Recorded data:
╭──

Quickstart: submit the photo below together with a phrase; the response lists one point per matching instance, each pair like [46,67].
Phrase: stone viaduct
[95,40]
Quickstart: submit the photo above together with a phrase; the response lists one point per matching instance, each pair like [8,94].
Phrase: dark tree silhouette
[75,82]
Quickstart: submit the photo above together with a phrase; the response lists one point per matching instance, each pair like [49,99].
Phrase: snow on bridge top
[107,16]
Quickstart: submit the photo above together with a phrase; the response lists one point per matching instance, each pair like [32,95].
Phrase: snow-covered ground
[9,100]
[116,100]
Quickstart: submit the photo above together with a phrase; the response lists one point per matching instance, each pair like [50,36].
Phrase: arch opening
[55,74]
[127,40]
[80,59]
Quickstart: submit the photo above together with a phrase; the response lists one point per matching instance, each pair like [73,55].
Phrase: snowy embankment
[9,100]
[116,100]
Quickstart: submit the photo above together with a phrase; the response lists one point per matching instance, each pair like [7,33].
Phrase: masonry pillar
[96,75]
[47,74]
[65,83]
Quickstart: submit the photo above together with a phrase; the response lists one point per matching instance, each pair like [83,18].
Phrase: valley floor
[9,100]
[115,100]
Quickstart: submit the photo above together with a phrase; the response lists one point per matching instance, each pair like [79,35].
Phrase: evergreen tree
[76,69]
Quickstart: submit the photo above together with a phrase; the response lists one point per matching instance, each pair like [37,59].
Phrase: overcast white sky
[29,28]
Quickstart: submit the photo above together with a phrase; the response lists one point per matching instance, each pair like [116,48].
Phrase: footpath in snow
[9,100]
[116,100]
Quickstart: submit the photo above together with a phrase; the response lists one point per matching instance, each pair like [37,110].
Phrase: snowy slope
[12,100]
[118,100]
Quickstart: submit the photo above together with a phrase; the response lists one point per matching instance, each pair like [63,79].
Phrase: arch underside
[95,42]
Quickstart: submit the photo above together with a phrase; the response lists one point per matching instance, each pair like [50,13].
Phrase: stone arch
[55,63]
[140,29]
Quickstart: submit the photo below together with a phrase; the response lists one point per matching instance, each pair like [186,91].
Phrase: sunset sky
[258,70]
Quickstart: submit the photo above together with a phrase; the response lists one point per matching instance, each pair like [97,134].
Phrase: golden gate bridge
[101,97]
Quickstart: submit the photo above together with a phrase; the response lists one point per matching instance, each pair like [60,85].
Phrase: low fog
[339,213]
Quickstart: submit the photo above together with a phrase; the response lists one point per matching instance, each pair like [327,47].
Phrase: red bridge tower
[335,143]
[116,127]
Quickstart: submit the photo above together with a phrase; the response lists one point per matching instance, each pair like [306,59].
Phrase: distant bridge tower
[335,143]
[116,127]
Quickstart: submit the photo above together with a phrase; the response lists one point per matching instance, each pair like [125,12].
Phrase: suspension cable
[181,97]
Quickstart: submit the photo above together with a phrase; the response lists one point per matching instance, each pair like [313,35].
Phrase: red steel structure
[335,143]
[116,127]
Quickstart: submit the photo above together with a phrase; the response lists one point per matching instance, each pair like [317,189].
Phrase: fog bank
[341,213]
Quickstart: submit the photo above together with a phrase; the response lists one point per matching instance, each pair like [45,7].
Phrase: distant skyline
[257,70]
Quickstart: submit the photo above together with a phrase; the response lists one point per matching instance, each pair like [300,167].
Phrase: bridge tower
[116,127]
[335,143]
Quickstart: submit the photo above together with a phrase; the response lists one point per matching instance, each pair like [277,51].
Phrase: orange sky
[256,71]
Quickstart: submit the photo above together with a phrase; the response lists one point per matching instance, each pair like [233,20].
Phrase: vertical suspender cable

╰──

> Task goal: Give the number of lines in the records that contain the string "below", with no other output.

> Result of this exercise: 2